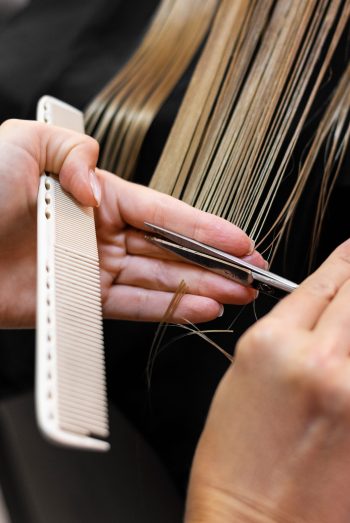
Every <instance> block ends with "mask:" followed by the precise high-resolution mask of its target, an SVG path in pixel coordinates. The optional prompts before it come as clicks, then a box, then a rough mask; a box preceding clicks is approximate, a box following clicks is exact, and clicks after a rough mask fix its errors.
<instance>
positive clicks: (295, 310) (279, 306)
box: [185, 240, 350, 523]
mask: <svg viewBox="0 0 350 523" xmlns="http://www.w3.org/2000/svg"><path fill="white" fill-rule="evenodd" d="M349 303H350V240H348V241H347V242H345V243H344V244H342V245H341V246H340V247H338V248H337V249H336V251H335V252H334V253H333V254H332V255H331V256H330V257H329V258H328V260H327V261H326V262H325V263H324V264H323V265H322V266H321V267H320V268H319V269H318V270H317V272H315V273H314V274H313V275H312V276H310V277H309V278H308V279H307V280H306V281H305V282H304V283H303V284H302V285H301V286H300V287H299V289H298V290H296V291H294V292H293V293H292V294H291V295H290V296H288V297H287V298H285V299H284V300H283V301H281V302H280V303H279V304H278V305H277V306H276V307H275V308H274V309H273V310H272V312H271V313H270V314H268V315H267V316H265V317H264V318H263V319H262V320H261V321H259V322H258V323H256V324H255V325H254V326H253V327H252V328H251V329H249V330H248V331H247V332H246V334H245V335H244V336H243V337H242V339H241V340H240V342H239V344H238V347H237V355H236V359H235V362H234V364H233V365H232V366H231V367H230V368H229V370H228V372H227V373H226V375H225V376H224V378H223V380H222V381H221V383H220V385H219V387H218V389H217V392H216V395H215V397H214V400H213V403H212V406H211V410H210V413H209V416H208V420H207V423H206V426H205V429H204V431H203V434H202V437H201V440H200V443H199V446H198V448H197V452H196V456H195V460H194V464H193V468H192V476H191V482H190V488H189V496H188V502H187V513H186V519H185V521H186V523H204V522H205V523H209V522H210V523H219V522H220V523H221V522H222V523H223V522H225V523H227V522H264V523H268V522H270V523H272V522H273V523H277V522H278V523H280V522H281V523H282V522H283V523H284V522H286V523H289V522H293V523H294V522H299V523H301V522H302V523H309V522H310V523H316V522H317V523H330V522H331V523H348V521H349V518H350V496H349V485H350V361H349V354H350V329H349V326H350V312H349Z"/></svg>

Exercise requirements: Across all the entries above, count each line that has the word "instance" in it, and give only the count.

Output of the exercise: 2